## [Brief]
In the text on Polish dioceses, name every place that gets its own paragraph of description after the two lists.

-- START OF Text excerpt --

Roman Catholicism: Polish Dioceses

(Archdioceses) Bialystok, Czestochowa, Gdansk, Gniezno (Primate), Katowice, Kraków, Lódz, Lublin, Poznan, Przemysl, Szczecin-Kamien, Warmia, Warsaw, Wroclaw,

(Dioceses) Bielsko-Zywiec, Bydgoszcz, Chelmno, Drohiczyn, Elblag, Elk, Gliwice, Kalisz, Kielce, Koszalin-Kolobrzeg, Legnica, Lomza, Lowicz, Opole, Pelplin, Plock, Janów Podlaski, Radom, Rzeszów, Sandomierz, Sejna-Augustów, Siedlce, Sosnowiec, Swidnica, Tarnów, Torun, Warsaw-Praga, Wigry, Wloclawek, Zamosc-Lubaczów, Zielona Góra-Gorzów

BIALYSTOK A city in northeastern Poland, 112 miles (180 km.) northeast of Warsaw. Established by Lithuanians in the first quarter of the 14th Century, specific chronicles regarding it appear from 1426. In 1945 the Vilnius chapter was transferred to Bialystok when Lithuania was conquered by the USSR. Advanced to the level of an Apostolic administration in 1963, the Bishopric was established following the collapse of Communist authority in 1991. In 1992 the see was raised to that of an Archbishopric.

BIELSKO-ZYWIEC Bielsko (in full, Bielsko-Biala) is a town in southern Poland, 42 miles (67 km.) southwest of Krakow and 15 miles from the Czech frontier; Zywiec, site of Poland's best-known beer brewery, is a smaller town about 12 miles (19 km.) southeast of Bielsko. A Bishopric was established here following the collapse of Communism in 1991.

BYDGOSZCZ (Ger. Bromberg) A city on the Vistula in northern Poland, 90 miles (145 km.) south of Gdansk. The Slavic settlement here was seized by the Teutonic Knights in the 13th century, and the district heavily Germanized thereafter. Polish from 1918, the place has just recently had a Bishopric settled here.

CHELM A town in eastern Poland, 40 miles (64 km.) east of Lublin and 15 miles (24 km.) west of the Ukraine frontier. A chartered town from 1233, it became Polish in 1377. Austrian from 1795 and then Russian (1815), it was reincorporated into Poland in 1918. The restored Polish state was proclaimed here in 1944.

CHELMNO (Ger. Kulm) A city on the Vistula in northern Poland, 74 miles (119 km.) south of Gdansk and 24 miles (38 km.) northeast of Bydgoszcz. This was the site of the first Christian mission to the eastern bank of the Vistula river.

-- END OF Text excerpt --
-- START OF Dataset extract --

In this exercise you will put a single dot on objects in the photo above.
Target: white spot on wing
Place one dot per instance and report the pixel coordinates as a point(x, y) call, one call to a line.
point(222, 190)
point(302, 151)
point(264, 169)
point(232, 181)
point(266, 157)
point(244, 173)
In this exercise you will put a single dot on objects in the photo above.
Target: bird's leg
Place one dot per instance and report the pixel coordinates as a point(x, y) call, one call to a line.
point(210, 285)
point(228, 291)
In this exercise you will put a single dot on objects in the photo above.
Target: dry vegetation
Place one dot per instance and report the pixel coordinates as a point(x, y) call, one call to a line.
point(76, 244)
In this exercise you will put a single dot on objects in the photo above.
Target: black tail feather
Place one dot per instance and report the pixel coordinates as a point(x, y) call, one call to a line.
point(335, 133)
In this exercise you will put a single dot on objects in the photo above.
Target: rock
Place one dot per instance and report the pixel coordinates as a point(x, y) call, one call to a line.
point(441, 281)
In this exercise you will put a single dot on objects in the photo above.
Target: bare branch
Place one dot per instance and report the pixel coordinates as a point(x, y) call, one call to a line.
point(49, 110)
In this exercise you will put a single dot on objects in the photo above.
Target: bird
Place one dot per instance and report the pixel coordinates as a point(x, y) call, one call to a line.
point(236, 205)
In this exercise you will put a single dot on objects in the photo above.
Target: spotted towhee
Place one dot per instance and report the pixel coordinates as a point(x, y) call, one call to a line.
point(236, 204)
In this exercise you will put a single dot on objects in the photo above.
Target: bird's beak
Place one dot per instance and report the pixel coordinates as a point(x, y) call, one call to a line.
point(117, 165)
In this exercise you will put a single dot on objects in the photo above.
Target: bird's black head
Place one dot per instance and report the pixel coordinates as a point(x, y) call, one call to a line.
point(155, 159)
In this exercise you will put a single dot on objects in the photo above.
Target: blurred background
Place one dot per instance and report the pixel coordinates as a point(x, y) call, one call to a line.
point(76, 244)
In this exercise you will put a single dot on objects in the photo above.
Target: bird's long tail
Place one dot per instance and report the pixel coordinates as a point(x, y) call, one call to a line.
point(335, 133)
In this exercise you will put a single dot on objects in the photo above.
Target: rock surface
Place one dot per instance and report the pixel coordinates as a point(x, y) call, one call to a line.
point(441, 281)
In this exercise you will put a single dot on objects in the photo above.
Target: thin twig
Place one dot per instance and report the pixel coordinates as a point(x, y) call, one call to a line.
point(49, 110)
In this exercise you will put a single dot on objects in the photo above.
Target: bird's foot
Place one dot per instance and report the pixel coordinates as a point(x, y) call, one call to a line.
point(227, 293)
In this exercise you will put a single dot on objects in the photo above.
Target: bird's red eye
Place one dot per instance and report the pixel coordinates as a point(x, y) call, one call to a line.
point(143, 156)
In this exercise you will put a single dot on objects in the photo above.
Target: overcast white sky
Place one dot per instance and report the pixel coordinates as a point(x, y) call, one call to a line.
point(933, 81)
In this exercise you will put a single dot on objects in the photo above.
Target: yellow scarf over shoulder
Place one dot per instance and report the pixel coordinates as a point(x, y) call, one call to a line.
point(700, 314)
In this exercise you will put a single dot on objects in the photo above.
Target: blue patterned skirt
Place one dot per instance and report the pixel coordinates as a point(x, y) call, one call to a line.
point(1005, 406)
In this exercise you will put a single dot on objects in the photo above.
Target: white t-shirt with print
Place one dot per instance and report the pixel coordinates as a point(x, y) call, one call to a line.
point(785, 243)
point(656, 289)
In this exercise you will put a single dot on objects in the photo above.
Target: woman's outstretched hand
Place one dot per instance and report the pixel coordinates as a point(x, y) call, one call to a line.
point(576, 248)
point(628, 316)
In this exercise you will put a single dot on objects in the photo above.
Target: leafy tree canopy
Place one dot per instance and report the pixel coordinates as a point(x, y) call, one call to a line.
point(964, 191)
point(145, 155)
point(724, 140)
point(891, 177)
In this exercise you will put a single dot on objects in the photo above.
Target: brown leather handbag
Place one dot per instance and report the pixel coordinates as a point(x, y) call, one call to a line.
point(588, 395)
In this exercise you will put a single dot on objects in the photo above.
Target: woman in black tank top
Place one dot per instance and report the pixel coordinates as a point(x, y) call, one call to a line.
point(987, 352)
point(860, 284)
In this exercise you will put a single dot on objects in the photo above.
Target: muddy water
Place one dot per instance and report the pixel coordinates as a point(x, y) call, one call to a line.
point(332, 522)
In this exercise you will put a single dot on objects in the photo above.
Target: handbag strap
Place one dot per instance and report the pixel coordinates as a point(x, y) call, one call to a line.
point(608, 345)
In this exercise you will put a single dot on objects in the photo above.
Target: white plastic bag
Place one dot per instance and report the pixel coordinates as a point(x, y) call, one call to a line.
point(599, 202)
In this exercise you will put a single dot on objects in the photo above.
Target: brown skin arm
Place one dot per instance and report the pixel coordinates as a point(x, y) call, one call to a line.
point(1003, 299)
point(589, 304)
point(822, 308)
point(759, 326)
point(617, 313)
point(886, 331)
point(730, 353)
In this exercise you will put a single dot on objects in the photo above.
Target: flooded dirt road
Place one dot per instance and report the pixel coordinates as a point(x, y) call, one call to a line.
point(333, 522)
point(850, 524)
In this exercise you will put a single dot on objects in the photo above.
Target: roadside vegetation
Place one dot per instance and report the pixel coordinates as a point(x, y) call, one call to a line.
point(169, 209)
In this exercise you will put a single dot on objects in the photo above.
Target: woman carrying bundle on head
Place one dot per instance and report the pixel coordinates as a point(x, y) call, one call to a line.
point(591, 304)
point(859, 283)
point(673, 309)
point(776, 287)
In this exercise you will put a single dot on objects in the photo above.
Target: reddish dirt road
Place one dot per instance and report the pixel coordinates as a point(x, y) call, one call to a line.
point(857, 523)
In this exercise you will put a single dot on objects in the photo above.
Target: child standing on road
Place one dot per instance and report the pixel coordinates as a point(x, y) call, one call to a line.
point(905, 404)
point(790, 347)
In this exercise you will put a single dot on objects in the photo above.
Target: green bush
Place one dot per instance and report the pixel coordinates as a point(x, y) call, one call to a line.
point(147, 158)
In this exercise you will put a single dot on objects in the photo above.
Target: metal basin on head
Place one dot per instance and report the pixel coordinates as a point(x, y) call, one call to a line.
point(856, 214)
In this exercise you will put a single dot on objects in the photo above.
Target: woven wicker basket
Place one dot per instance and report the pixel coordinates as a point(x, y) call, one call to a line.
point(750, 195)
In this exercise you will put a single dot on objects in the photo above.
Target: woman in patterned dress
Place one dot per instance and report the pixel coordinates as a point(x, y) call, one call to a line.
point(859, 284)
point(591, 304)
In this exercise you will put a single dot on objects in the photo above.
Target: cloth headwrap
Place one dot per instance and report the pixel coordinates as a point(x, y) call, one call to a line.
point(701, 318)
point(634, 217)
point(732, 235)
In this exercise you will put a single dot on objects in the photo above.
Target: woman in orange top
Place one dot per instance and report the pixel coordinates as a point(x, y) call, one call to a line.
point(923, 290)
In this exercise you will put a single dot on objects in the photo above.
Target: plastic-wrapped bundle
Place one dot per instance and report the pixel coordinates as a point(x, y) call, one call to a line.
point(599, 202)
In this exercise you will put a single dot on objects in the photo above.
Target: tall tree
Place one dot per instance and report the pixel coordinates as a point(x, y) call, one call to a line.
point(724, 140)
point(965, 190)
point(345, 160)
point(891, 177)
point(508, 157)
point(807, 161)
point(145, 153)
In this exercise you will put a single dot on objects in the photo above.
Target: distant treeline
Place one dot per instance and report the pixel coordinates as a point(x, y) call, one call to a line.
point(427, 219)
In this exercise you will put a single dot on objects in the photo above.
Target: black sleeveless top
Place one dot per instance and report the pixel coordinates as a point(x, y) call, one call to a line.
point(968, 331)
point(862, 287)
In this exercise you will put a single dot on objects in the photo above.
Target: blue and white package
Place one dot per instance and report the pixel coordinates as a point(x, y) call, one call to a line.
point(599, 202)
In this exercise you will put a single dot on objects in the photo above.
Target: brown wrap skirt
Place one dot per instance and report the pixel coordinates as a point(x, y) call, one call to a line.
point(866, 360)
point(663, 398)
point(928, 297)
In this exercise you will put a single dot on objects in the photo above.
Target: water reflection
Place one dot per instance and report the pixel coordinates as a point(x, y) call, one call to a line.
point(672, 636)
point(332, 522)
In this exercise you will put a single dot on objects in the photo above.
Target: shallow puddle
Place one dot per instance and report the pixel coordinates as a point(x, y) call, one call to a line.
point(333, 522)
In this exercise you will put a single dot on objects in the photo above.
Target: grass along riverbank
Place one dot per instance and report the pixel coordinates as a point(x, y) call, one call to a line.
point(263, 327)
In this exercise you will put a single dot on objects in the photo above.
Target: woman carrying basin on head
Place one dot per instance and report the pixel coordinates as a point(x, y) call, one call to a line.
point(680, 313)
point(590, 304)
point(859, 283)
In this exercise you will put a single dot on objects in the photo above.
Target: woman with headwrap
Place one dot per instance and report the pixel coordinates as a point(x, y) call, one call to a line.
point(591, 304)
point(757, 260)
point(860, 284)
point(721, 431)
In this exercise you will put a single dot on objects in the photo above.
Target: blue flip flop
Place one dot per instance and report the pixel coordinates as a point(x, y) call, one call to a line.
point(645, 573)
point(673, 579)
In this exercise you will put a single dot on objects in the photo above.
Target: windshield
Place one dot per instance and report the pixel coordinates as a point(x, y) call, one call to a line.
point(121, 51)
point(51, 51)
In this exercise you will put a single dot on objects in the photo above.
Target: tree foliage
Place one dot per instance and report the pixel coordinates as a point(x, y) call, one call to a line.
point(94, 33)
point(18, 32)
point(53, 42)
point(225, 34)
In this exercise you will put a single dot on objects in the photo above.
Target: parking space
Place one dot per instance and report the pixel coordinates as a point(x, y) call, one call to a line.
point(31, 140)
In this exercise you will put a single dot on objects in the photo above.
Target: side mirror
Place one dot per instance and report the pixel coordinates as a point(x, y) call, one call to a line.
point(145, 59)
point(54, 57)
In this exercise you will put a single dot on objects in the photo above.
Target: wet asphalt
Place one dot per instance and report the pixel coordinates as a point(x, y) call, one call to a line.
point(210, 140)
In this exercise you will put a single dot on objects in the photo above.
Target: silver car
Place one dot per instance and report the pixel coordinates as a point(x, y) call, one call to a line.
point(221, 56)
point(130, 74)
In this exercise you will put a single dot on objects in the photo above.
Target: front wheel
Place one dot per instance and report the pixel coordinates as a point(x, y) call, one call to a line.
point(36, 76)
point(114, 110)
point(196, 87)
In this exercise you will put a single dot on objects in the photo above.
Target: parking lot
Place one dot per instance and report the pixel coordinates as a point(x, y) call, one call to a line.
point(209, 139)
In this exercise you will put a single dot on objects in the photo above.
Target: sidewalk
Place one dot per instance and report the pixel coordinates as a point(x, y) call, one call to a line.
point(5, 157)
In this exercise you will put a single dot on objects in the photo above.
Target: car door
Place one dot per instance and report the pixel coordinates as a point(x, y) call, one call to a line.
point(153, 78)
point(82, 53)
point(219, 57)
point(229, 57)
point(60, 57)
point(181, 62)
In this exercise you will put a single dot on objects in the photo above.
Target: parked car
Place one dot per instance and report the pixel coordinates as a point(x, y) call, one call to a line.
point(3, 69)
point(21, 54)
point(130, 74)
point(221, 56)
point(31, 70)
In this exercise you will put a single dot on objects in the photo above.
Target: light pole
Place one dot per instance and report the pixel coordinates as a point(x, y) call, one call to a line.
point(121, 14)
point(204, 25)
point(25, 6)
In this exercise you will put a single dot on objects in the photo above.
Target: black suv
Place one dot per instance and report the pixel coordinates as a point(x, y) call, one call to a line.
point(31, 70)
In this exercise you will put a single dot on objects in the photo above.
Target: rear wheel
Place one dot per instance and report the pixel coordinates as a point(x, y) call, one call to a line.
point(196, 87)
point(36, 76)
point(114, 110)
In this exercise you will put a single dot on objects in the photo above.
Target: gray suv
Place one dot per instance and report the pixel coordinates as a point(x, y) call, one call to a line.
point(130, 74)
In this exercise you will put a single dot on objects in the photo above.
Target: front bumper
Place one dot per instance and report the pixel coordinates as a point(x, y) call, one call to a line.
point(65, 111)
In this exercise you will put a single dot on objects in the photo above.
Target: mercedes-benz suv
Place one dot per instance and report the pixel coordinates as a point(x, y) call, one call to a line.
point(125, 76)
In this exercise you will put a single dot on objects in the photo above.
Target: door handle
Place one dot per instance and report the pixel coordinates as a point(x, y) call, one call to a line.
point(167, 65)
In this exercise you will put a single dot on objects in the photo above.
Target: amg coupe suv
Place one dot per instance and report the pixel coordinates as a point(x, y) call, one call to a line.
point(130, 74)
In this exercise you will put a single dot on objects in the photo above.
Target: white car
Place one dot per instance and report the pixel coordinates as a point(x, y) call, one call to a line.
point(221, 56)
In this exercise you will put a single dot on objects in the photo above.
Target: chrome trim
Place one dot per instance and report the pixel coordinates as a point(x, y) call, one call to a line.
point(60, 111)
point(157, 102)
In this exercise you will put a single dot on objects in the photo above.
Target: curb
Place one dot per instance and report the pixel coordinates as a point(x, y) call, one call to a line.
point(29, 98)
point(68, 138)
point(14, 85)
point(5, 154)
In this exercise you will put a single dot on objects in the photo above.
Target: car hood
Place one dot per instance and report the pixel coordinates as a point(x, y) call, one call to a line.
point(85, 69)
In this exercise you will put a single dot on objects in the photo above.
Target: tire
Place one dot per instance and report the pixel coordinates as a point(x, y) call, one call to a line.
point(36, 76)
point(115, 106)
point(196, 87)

-- END OF Dataset extract --

## [Result of this task]
Bialystok, Bielsko-Zywiec, Bydgoszcz, Chelm, Chelmno